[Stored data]
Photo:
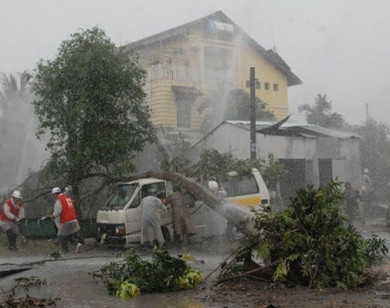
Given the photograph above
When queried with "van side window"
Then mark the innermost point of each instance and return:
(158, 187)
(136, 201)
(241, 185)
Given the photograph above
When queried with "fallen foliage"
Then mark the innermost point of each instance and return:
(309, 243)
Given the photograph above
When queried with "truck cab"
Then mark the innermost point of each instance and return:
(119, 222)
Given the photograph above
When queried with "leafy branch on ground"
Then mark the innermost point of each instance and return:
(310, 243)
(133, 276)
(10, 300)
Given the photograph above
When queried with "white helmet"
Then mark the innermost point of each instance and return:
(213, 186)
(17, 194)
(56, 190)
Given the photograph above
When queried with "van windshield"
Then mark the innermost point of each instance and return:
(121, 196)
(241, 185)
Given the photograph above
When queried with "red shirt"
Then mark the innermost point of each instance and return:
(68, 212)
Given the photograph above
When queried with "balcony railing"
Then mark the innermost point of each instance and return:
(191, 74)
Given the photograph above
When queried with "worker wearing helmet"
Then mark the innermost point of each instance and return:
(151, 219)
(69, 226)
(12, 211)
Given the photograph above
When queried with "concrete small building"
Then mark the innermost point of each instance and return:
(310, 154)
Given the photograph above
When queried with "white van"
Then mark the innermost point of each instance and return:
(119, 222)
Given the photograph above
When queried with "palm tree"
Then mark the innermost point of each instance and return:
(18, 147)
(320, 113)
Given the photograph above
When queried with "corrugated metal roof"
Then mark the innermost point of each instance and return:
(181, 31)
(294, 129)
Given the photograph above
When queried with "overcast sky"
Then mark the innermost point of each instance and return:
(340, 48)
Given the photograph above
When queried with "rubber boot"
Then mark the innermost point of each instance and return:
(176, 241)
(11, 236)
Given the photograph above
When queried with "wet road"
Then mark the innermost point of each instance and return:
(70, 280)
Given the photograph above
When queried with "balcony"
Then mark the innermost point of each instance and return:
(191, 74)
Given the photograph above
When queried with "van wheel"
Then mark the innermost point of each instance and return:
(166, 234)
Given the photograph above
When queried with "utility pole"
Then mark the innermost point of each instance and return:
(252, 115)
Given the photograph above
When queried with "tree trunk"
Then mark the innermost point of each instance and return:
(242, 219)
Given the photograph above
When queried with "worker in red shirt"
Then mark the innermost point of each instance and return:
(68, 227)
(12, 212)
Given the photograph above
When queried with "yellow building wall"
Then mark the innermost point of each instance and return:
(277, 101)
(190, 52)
* * *
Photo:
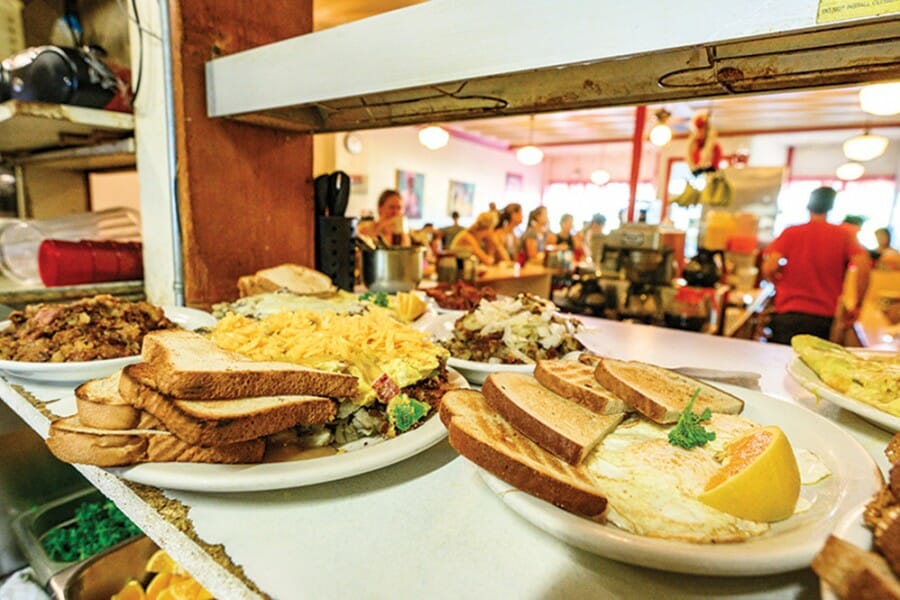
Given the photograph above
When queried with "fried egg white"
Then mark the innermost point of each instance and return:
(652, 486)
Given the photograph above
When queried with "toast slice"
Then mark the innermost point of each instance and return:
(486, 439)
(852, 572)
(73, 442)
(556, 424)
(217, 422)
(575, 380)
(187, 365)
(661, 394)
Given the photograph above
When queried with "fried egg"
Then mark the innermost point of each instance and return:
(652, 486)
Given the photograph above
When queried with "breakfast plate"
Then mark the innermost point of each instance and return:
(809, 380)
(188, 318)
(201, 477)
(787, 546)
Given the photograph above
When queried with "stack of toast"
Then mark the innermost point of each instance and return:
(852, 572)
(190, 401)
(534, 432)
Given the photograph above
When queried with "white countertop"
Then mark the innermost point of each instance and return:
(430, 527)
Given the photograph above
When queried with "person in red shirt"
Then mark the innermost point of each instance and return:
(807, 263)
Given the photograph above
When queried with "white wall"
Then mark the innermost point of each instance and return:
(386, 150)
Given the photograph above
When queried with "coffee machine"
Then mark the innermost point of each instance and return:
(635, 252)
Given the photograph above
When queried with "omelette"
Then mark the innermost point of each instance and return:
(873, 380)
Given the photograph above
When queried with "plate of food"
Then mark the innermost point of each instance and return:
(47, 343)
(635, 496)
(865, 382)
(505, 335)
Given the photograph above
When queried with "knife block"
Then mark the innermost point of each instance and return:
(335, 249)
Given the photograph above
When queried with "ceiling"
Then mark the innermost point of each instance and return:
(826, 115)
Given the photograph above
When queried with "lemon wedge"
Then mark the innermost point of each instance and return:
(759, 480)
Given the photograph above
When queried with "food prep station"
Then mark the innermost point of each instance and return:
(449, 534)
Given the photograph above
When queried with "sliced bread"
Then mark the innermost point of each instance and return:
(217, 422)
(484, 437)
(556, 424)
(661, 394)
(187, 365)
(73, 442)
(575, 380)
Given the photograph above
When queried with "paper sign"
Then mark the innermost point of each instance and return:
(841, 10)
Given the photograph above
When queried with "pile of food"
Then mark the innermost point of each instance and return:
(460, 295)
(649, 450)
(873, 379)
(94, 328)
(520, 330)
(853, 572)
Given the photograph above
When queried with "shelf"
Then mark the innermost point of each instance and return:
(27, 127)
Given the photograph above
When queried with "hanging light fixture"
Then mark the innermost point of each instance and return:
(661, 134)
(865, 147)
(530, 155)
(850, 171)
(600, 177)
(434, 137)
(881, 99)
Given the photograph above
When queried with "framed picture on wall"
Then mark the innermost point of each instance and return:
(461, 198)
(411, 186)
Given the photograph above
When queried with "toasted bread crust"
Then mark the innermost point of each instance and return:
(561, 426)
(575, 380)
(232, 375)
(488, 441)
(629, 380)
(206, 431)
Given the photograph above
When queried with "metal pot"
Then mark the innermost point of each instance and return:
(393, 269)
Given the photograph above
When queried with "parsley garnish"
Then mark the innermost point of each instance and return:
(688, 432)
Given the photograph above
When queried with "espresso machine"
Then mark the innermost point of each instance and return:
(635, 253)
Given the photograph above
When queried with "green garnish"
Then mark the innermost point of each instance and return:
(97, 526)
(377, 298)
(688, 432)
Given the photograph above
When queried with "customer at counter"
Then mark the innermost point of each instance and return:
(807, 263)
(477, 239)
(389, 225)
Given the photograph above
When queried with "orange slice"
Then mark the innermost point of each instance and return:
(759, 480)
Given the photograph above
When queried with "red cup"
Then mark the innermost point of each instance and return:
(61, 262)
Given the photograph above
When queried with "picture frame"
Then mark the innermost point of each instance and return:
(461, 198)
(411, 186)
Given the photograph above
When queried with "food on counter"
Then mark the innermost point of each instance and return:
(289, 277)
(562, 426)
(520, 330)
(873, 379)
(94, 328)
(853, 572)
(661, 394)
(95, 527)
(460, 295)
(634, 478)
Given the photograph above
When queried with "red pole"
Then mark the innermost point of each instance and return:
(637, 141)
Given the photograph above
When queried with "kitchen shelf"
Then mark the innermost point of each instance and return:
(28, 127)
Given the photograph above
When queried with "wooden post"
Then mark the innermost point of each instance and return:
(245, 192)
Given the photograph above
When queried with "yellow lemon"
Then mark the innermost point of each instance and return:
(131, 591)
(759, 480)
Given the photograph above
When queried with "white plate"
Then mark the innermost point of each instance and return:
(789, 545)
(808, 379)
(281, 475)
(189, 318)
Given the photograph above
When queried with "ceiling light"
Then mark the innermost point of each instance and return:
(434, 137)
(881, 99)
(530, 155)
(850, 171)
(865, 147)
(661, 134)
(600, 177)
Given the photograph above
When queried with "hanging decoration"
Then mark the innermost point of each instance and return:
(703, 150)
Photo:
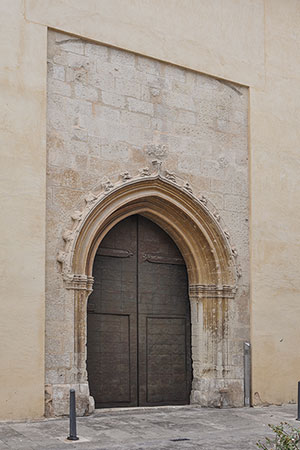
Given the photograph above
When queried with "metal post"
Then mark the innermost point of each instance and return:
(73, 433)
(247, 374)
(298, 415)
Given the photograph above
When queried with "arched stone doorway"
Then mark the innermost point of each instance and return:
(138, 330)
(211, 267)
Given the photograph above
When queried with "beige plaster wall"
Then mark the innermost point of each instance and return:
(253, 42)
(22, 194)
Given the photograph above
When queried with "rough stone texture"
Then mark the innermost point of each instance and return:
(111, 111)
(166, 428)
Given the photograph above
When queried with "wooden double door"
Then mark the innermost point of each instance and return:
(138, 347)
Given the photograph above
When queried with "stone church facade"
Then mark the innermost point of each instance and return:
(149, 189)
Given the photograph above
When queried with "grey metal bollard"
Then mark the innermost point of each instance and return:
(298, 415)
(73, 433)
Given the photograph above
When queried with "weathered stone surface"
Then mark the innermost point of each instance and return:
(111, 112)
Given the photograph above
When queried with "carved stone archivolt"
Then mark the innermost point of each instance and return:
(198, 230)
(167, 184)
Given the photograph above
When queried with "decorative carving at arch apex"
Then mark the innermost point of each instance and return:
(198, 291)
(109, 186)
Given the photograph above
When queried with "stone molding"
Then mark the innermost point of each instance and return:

**Your task**. Only a number is expected in response: how many lines of the records above include the word "light".

**The completed task**. 2